- _Défi a_
Transformez en liste numérotée les lignes du listing, depuis son tout début jusqu'à la ligne contenant "0 557 37 585" incluse, sans reprendre les lignes vides.

___ Extrait du texte

Sur Les Français de la décadence d'André Lavacourt.
Les Français de la décadence d'André Lavacourt dans le dos noir du temps.
Je ne suis pas certain que Michel Bernanos soit, comme l'affirme Dominique de Roux dans son habituel ton oraculaire qui plus d'une fois aura viré à l'hermétisme assumé, passé, en trombe, du néant au néant, tel un bolide : l'image est non seulement convenue, ce qui est une première faute de goût, mais aussi assez fausse à mon sens, le fils de Georges Bernanos ayant écrit plusieurs textes dont aucun n'est parfaitement indisponible, tous pieusement recueillis qu'ils sont en différents volumes regroupant deux cycles romanesques, alors même que des études lui ont aussi été consacrées, dont celle de votre serviteur, qualifié de «chasseur de trésors inquiétants» et même, ce n'est pas rien, d'«inclassable écrivain» (1), en guise de préface à La Montagne morte de la vie, un texte qui me fut demandé par l'éditeur, David Vincent de L'Arbre Vengeur, et qui me fut même, ô joie inestimablement rare devant être saluée, payé par ce dernier, mais qui fut cependant retiré de la version de poche de ce livre, toujours sur décision de David Vincent, alors même qu'un autre éditeur, italien lui, jugea bon de le faire traduire ! Pour être certain de m'accorder le moins de place possible, David Vincent a même supprimé mon nom de l'index des auteurs dites donc, qui pourtant collige respectueusement le moindre scribouilleur ayant rédigé une vague préface de trois ou quatre pages ! Je m'éloigne de mon sujet ? Pas du tout puis, après tout, quel est bien, je vous le demande, mon sujet ? Ah, oui, la disparition, l'invisibilisation, je vous le rappelle ou vous l'apprends c'est selon, mais une invisibilisation qui n'est heureusement pas totale (car, alors, jamais nous n'aurions rien su de ce livre) mais partielle bien qu'assez puissante pour priver quelques potentiels lecteurs d'un grand texte, mais point complètement totale ni définitive puisque la plus petite trace signe toujours une présence, quelque chose qui a été et, au moins dans l'esprit du chercheur de traces, quelque chose qui est ou commence à devenir et acquérir un peu de poids, de pesanteur eût dit Carlo Michelstaedter : c'est donc bel et bien le sujet de cette note.

______
___ Données à traiter

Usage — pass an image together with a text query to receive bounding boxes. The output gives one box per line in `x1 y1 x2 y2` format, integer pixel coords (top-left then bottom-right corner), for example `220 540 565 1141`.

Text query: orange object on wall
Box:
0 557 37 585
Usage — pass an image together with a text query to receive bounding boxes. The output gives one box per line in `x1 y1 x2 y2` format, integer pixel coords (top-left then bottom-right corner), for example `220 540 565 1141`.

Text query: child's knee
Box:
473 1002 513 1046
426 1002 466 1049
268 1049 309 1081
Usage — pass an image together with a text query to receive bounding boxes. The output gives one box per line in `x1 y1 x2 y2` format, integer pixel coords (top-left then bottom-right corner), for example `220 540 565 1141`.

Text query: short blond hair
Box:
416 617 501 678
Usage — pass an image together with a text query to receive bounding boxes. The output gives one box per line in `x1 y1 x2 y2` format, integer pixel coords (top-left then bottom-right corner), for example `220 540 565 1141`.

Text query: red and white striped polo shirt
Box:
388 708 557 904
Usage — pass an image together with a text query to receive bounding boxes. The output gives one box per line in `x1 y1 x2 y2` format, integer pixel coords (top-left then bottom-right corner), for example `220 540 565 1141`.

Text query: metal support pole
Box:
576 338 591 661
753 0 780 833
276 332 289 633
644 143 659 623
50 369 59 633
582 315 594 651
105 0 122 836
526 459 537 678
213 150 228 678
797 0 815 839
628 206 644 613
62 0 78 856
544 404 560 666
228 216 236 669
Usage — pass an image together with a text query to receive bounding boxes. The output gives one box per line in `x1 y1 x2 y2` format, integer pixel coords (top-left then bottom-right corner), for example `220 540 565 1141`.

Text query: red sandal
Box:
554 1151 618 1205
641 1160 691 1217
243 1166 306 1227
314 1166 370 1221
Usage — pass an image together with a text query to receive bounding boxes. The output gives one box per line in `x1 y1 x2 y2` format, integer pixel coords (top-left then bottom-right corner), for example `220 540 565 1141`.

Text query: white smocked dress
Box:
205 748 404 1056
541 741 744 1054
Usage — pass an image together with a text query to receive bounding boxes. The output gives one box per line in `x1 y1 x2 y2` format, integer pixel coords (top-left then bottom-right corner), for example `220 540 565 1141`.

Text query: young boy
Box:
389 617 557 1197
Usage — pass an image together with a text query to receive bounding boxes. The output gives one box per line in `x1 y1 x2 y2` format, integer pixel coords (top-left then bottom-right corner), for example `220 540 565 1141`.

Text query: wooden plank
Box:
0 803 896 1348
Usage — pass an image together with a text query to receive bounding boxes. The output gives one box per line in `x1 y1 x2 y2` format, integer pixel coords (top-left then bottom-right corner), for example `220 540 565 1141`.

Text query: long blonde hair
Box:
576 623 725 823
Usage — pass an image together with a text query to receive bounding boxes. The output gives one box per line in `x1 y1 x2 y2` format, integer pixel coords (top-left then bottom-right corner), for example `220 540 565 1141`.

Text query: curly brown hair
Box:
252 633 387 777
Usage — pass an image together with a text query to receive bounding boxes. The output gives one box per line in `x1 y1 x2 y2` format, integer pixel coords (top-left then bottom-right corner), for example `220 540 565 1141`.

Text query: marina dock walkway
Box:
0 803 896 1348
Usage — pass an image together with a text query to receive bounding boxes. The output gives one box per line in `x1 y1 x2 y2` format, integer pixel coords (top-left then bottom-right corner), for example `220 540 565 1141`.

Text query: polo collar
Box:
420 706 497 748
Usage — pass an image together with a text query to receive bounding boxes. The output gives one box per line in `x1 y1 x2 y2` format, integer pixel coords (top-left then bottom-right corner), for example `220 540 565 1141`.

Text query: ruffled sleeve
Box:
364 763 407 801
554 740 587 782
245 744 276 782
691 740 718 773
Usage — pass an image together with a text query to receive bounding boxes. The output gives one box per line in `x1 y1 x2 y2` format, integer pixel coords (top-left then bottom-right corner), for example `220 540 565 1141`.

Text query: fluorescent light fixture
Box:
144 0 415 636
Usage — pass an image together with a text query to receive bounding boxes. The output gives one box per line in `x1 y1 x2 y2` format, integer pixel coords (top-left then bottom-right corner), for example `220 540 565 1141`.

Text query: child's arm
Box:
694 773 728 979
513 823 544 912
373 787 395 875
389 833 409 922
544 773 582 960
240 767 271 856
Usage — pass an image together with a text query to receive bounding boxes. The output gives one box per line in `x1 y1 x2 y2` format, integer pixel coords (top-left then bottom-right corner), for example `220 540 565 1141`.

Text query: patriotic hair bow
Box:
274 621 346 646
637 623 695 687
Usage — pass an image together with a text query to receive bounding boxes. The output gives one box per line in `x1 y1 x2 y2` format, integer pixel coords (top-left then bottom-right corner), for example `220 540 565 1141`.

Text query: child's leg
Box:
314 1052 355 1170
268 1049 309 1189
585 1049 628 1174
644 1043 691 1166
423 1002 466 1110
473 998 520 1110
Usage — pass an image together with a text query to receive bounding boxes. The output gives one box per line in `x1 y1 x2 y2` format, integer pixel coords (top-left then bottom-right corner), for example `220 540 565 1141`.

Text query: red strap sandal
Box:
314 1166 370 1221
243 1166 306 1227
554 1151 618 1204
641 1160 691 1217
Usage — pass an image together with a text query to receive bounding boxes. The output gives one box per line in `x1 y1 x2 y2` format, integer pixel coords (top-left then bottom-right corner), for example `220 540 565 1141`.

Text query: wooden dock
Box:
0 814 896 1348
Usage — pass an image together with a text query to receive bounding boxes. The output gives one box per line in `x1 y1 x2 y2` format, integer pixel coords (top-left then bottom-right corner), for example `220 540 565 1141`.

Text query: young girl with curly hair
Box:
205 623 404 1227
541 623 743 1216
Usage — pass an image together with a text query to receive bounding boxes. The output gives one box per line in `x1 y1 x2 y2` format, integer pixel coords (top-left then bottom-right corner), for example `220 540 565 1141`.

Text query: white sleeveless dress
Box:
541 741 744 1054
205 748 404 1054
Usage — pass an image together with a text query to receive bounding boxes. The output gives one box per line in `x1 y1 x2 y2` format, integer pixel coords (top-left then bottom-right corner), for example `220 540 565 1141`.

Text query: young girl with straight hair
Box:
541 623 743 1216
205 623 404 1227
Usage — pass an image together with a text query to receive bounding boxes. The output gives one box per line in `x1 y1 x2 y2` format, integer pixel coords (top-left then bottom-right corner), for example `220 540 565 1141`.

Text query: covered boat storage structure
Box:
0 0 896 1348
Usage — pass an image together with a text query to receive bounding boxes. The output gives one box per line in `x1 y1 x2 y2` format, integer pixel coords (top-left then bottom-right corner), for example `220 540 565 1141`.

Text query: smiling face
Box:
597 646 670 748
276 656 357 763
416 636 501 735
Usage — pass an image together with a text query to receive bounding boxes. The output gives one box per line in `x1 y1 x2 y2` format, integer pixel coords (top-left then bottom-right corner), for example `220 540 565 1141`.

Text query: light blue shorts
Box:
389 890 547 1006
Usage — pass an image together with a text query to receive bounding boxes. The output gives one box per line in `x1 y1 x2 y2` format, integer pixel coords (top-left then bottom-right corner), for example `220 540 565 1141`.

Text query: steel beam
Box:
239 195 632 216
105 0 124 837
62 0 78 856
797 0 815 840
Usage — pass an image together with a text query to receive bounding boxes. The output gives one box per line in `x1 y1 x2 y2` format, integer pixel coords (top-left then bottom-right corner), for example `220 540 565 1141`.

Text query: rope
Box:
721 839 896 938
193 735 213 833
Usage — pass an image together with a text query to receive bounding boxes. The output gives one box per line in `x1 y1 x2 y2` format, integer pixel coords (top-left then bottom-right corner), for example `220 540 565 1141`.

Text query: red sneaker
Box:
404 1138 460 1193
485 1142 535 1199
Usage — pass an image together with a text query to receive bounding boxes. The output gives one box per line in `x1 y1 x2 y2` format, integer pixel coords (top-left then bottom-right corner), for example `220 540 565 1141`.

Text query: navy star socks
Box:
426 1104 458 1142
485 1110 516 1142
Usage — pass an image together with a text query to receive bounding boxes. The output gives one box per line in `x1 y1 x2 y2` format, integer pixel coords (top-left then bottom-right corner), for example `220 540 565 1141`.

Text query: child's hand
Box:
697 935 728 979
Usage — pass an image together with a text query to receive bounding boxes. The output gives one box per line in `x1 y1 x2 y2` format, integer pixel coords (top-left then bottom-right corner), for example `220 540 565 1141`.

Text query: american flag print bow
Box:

______

- _Défi b_
D'après l'extrait sur Les Français de la décadence, quel éditeur a demandé la préface de La Montagne morte de la vie ?

- _Réponse a_
1. Usage — pass an image together with a text query to receive bounding boxes. The output gives one box per line in `x1 y1 x2 y2` format, integer pixel coords (top-left then bottom-right corner), for example `220 540 565 1141`.
2. Text query: orange object on wall
3. Box:
4. 0 557 37 585

- _Réponse b_
David Vincent, de L'Arbre Vengeur.